**EXERCISE DESCRIPTION**
Please give every line of the material below as a JSON list of strings, one string per line, skipping any blank lines. Leave the pictures out of your answer.

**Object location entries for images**
>> START

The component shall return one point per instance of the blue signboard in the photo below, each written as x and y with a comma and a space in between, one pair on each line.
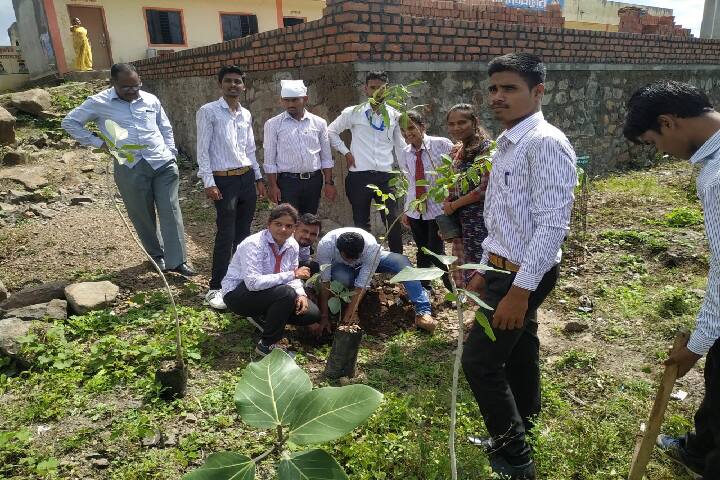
533, 4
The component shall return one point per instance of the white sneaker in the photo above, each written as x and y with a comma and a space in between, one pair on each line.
215, 300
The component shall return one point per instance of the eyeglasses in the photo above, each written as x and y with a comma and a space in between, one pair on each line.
131, 88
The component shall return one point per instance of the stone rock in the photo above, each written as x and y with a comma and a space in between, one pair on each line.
32, 101
20, 196
16, 157
34, 295
30, 180
79, 200
55, 309
86, 296
11, 329
45, 213
7, 127
575, 327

>> END

**RESPONSE TO THE EXERCISE**
[
  "The component shall return one point per instance of the blue signboard in the photo below, each written as x and y with a comma and a space in between, one pair on each line.",
  "533, 4",
  "The component shall return one point per instance of the white sneaker in the photo above, each written as x and y with a comma and a space in between, one pair on each line.",
  "215, 300",
  "The component shall return one point per instance of the eyeglasses in the photo above, each written as x and y with a comma and a space in between, one pair on each line.",
  "131, 88",
  "The component shall return one point per instance of the stone rock in the photo above, each written as x and y with a comma and a space in between, one pair on each line.",
  "32, 101",
  "20, 196",
  "16, 157",
  "34, 295",
  "30, 180",
  "79, 200",
  "55, 309",
  "86, 296",
  "11, 329",
  "45, 213",
  "7, 127",
  "575, 327"
]